##### TEXT SECTION #####
3 Feature Extraction Using Deep Generative Model

The feature extractor is one of the most important parts of a speech processing system that extracts low-dimensional and efficient information from the input speech signal. MFCC is one of the most popular features in speech processing. The MFCC algorithm aims to extract the envelope of speech signals. This feature is known as a short-term feature. On the other side, several long-term features have been introduced for different speech recognition scenarios [58], which may not properly describe the speaker’s specific information despite the contextual information. Therefore, finding particular features that are effective in speaker recognition can significantly affect the performance of these systems.

Deep learning is a novel method widely used for feature extraction from raw data or classical feature engineering methods [48]. Accordingly, this research applies a special type of probabilistic generative deep neural network called deep belief networks [22] under autoencoder architecture that can be an unsupervised feature extractor. Recent studies on speaker verification have exploited the benefits of DNNs in acoustic modeling and feature extraction [48]. To use DNNs in acoustic modeling, the network must be trained with the specific information of each speaker.

The deployment of DNNs as the feature extractor consists of supervised [47] and unsupervised [16] scenarios. The supervised approach needs labeled data, and the selection of the labels is important and dependent on the context (text-independent or text-dependent). In the proposed unsupervised mode, the DBN is used in the autoencoder architecture, in which the network attempts to reconstruct the information of the input layer in the output layer.
#####
> TO DO:
**a.** List every distinct bracketed reference number cited in the feature extraction text, in the order each first appears.
**b.** According to the feature extraction text, what does the MFCC algorithm aim to extract?
**c.** Carry on with the feature extraction text from the point where it stops.
##### SUPPLIED DATA #####
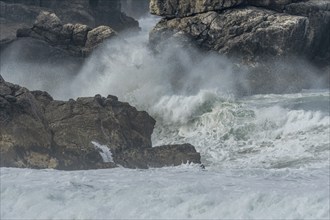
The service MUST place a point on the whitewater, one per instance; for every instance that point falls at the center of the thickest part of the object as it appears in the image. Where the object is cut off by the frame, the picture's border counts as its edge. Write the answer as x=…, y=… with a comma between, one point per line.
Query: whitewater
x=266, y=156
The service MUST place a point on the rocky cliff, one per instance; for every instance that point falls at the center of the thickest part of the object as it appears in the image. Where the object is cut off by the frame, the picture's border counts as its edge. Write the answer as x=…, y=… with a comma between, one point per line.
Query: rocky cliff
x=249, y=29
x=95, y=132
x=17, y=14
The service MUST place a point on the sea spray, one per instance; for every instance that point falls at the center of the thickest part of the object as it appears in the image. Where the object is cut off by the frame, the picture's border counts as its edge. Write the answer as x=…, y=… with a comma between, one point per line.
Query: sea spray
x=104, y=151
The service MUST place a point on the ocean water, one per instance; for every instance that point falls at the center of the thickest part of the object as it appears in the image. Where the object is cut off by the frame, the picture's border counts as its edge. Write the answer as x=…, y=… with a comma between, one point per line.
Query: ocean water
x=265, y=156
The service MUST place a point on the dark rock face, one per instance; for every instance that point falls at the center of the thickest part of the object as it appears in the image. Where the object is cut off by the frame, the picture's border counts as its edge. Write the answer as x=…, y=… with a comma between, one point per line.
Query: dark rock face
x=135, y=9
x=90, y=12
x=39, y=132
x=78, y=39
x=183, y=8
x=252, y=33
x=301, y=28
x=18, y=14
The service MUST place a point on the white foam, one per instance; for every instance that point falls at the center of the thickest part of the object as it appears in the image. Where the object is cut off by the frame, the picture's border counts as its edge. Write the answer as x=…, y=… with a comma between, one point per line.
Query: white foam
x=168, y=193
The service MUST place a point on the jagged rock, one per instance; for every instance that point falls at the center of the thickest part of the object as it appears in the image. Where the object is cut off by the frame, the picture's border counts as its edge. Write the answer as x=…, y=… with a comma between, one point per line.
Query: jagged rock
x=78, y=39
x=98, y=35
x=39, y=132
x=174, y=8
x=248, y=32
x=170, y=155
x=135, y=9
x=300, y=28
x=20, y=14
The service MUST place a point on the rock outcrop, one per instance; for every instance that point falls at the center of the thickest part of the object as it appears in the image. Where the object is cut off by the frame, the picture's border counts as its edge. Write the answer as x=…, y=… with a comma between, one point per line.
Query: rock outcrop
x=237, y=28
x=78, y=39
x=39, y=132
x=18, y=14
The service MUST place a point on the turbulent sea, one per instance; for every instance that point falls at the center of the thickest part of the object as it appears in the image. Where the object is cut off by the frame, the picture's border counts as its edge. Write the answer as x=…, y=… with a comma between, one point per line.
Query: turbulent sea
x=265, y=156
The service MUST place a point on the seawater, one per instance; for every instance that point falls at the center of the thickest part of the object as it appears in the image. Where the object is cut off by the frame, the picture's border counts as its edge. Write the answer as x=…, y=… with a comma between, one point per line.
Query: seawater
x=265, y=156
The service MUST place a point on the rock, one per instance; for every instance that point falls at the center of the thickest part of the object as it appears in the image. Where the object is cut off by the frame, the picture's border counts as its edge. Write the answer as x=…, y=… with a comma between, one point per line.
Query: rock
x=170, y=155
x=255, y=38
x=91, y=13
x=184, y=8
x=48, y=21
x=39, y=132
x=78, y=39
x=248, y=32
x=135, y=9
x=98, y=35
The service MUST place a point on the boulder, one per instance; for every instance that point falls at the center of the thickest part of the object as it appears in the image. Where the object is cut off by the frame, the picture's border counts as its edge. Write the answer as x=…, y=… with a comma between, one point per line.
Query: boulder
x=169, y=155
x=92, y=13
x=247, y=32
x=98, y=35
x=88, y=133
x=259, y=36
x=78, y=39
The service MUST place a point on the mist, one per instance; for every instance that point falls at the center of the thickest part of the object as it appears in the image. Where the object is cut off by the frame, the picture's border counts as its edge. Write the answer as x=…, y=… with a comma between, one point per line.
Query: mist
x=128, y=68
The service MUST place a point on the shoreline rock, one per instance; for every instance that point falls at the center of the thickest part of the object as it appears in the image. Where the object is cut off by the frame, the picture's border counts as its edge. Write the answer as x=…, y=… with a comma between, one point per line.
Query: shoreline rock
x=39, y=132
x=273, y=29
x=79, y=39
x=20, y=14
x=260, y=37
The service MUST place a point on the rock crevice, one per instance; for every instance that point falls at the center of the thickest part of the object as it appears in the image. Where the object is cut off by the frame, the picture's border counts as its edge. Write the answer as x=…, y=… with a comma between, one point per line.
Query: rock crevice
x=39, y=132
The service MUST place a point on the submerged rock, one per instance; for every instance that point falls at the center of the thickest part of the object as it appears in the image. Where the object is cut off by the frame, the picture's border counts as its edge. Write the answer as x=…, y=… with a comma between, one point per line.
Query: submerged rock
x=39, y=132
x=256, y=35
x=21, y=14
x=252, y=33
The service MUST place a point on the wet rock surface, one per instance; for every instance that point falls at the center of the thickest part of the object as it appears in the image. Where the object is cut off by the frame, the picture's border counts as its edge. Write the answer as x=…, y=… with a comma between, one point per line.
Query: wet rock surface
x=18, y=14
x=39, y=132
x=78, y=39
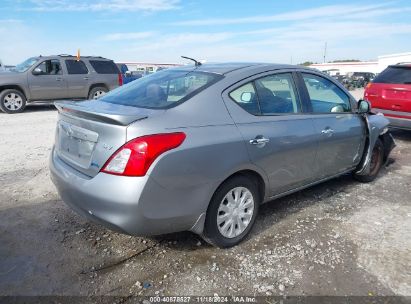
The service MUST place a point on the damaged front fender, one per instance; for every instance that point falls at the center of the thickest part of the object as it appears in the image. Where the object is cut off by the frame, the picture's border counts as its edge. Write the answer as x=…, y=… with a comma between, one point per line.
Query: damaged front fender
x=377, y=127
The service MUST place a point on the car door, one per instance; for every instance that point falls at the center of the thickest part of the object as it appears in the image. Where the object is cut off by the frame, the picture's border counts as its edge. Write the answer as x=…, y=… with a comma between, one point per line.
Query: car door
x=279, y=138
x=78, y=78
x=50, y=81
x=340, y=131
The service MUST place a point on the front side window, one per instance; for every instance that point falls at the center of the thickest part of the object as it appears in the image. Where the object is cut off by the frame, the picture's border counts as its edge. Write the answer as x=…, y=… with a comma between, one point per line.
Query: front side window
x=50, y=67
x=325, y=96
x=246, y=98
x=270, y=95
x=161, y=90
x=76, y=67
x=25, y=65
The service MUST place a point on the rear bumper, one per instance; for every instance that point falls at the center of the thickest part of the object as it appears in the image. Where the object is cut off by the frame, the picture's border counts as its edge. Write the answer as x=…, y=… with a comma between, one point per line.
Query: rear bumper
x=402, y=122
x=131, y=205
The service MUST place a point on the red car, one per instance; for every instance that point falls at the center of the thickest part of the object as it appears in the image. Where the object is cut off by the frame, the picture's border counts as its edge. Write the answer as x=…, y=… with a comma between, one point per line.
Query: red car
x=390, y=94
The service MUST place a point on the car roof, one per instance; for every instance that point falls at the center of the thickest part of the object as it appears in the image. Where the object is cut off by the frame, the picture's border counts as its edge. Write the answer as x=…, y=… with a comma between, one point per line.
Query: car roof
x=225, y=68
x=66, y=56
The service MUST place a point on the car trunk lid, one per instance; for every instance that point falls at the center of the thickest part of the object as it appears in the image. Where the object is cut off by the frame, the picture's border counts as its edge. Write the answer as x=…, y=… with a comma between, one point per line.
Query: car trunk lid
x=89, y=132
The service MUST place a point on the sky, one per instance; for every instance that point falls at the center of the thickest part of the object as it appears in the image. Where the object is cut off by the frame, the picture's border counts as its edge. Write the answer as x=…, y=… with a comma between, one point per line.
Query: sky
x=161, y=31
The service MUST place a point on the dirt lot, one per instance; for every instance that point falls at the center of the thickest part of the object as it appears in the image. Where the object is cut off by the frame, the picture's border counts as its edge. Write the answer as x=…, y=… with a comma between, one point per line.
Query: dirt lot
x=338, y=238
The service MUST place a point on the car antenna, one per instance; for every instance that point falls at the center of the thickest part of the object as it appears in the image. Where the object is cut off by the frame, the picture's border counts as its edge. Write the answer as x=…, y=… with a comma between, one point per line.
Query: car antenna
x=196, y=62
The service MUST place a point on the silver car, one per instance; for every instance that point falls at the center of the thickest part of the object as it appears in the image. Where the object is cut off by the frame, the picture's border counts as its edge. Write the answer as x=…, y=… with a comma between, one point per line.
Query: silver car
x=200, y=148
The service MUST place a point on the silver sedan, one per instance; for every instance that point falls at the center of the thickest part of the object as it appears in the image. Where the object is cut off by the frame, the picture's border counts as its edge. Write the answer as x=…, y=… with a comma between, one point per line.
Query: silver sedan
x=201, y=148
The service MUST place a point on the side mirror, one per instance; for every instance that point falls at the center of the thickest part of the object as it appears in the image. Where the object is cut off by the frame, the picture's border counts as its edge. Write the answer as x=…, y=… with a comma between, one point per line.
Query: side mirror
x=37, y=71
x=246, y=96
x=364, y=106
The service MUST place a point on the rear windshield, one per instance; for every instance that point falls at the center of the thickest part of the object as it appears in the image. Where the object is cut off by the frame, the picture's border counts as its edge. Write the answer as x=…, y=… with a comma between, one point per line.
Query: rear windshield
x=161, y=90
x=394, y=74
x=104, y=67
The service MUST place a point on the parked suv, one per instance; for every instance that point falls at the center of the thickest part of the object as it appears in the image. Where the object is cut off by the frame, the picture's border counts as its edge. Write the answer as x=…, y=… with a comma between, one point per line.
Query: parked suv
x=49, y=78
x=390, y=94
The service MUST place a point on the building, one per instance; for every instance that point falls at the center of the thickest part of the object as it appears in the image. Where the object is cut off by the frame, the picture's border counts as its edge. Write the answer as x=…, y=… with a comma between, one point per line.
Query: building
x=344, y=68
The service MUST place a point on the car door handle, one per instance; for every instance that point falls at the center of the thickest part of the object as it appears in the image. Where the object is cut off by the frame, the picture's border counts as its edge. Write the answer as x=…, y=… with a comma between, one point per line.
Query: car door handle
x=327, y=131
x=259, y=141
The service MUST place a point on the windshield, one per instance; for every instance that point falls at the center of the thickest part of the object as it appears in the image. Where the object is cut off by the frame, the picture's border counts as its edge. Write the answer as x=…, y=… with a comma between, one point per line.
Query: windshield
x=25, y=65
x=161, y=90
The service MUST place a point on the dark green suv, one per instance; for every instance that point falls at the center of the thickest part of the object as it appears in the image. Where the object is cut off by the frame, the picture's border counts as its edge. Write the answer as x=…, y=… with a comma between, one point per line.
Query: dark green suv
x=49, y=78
#####
> RESPONSES TO THE TASKS:
**a.** [58], [48], [22], [47], [16]

**b.** The envelope of speech signals.

**c.**
DBNs are generative models made up of stacked restricted Boltzmann machines (RBM). Each RBM is a two-layer network that models the distribution of input (visible) layer data in the output (hidden) layer based on the weights of connections [24]. There are no visible–visible and hidden–hidden connections. In other words, The RBM is an energy-based model whose probability of joint distribution is based on its energy function as follows:

$$ P(v,h|\lambda ) = \frac{{e^{ - E(v,h)} }}{Z} $$
(6)

The configuration energy (v, h) in this network is presented in Eq. (7):

$$ E(v,h) = - \sum\limits_{i = 1}^{V} {\sum\limits_{j = 1}^{H} {w_{{{\text{ij}}}} v_{i} h_{j} - \sum\limits_{i = 1}^{V} {a_{i} v_{i} - \sum\limits_{j = 1}^{H} {b_{j} } h_{j} } } } $$
(7)

where vi and hj are the states of the visible unit i and the hidden unit j, respectively, wij is the weight between vi and hj, and ai and bj are the biases. Therefore, an expression for the marginal probability can be written by assigning an RBM to a visible vector v,

$$ P(v|h) = \frac{{\sum\nolimits_{h} {e^{ - E(v,h)} } }}{Z}. $$
(8)

where \(Z = \sum\limits_{v} {\sum\limits_{h} {e^{ - E(v,h)} } }\) is the normalizing constant. The derivative estimation of the log probability P(v|λ) concerning the model parameters λ is as follows:

$$ \frac{\partial \log P(v|\lambda )}{{\partial w_{{{\text{ij}}}} }} = \langle v_{i} h_{j} \rangle_{{{\text{data}}}} - \langle v_{i} h_{j} \rangle_{{{\text{model}}}} $$
(9)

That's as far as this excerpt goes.